• Written tasks
[1] Can you revise the push button switch text from "BACKGROUND OF THE" up to and including "reliable electrical operation.", swapping "operator" for "user"?
[2] Could you pick up the push button switch text after its final sentence and keep it going?

• Given text
....

Abstract:
A push button switch comprises a switch body defining an enclosure; a support member disposed within the enclosure, a pivotable converter supported by the support member for pivoting between the first and second positions with respect to an imaginary fulcrum plane; an operator actuable push rod extending through the switch body into the enclosure, the push rod being axially displaceable with respect to a displacement axis and having a converter actuator for pushing against the converter so as to pivot the converter in the direction of the second position thereof when the push rod is displaced from an unactuated limit position; a compression spring disposed between the push rod and the converter for biasing the push rod toward the limit position thereof and the converter toward the first position thereof; and a movable contact member fixedly mounted on the converter such that the movable contact member is displaced into and out of sliding contact with a stationary contact member as the converter is pivoted between first and second positions.

Description:
FIELD OF THE INVENTION 
     The present invention relates in general to switches, and in particular to miniaturized push button mechanical switches. 
     BACKGROUND OF THE INVENTION 
     With the increasing miniaturization of all types of electrical apparatus, operating switches for such apparatus must of necessity also be miniaturized. However, such switches must also be responsive to light operator pressure, have a mechanical switching action which has a good &#34;feel&#34; to the operator, and still provide reliable electrical operation. 
     In one form of conventional miniaturized push button switch, a see-saw contact mechanism is provided. More specifically referring to FIG. 1, a converter 25 is pivotably mounted within a switch body 20 by means of two support shafts 25a which project from opposite faces of converter 25 and which are mounted to corresponding inner surfaces of a cover 21 fixedly attached to the open top of switch body 20. An axially slidable push rod 23 having a button 30 on the free end thereof is mounted in a sleeve 22 which projects outwardly from cover 21. A rod-shaped actuator 24 having an enlarged head portion is interposed between push rod 23 and converter 25. The head portion of actuator 24 is inserted in a recess formed in the lower surface of push rod 23, as shown, and the main portion of actuator 24 extends through an orifice in cover 21 into an off-center recess formed in the upper surface of converter 25. A compression spring 27 is disposed around actuator 24 intermediate push rod 23 and switch cover 21. A plunger 29 and a compression spring 26 are disposed in a recess formed in the lower or bottom surface of converter 25 such that displacement of plunger 29 into the recess is resisted by spring 26. Three stationary contact members 10, 11 and 12 extend through the base of switch body 20 and a curvilinear movable contact member 28 is pivotally supported in a see-saw fashion on the central contact member 10 within the enclosure of switch body 20. The distal end of plunger 29 slidably engages the upper surface of movable contact member 28 and is displaceable along the length of contact member 28. As shown, the upper surface of contact member 28 slopes upwardly toward plunger 29 to provide an automatic restoring action to the switch.

....

• Dataset excerpt

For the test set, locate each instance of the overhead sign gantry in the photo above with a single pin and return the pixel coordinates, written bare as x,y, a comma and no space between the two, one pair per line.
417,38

....

• Answer list
[1]
BACKGROUND OF THE INVENTION 
     With the increasing miniaturization of all types of electrical apparatus, operating switches for such apparatus must of necessity also be miniaturized. However, such switches must also be responsive to light user pressure, have a mechanical switching action which has a good &#34;feel&#34; to the user, and still provide reliable electrical operation.

[2]
     In operation, when button 30 and thus push rod 23 is depressed in opposition to the force of spring 27, actuator 24 depresses the upper surface of converter 25, which causes converter 25 to be rotated counterclockwise about a pivot axis defined by shafts 25a. Plunger 29 is thus shifted toward contact 12, which causes spring 26 to be compressed. When the lower end of plunger 29 becomes aligned with central contact member 10, movable contact member 28 is rotated quickly clockwise in a see-saw fashion, thereby causing the connection between contacts 11 and 28 to be broken and the connection between contacts 12 and 28 to be closed. As the distal end of plunger 29 is displaced further up the slope of contact member 28, spring 26 is further compressed until reaching its state of maximum compression. When button 30 is released, the force of compressed spring 26 urges plunger 29 down the sloped surface of contact 28, causing converter 25 to be rotated clockwise, and push rod 23 to be pushed up by the force of spring 27, thereby restoring the switch to its original state. 
     The aforementioned prior art switch has several disadvantages. In addition to having a relatively complicated construction, both the force of spring 27 and the force of spring 26 must be opposed when button 30 is depressed. In addition, the force produced by spring 26 is accentuated because plunger 29 must travel up the sloped surface of contact 28. A large operating force is thus required. Furthermore, the operating force cannot be decreased by weakening the force of spring 26, since the contact pressure thus becomes weakened and the switch contact stability is decreased. 
     SUMMARY OF THE INVENTION 
     It is therefore an object of the present invention to provide a miniaturized switch which has a light and comfortable operation without sacrificing contact stability, and which is smaller than the aforementioned prior art switch. 
     These and other objects are obtained in accordance with the present invention by a switch which utilizes a &#34;sliding type&#34; movable contact arrangement instead of a see-saw type movable contact member. More specifically, a switch constructed in accordance with the present invention comprises a switch body defining an enclosure; support apparatus disposed within the enclosure; a pivotable converter supported by the support apparatus for pivoting between first and second positions with respect to an imaginary fulcrum plane; an operator actuable push rod extending through the switch body into the enclosure, the push rod being axially displaceable with respect to a displacement axis and having a converter actuator for pushing against the converter so as to pivot the converter in the direction of the second position when the push rod is displaced from an unactuated limit position; a compression spring disposed between the push rod and the converter for biasing the push rod toward the limit position thereof and the converter toward the first position thereof; and a movable contact member fixedly mounted on the converter such that the movable contact member is displaced into and out of sliding contact with the stationary contact member as the converter is pivoted between the first and second positions thereof. 
     In accordance with a further aspect of the invention, a projection is formed on one of the converter and the support apparatus and a depression is formed in the other one of the converter and support apparatus for cooperating with the projection such that the converter pivotably engages the support apparatus. 
     Preferably, the push rod has a base which is spaced from the converter, and the actuator comprises an elongated member which depends from the push rod base and pushes against the converter at a location spaced from the fulcrum plane in the direction of the converter second position. Further, the spring is preferably mounted at a first end to the push rod base at the center thereof and is mounted at a second end to the converter at a location spaced from the fulcrum plane in the direction of the converter first position.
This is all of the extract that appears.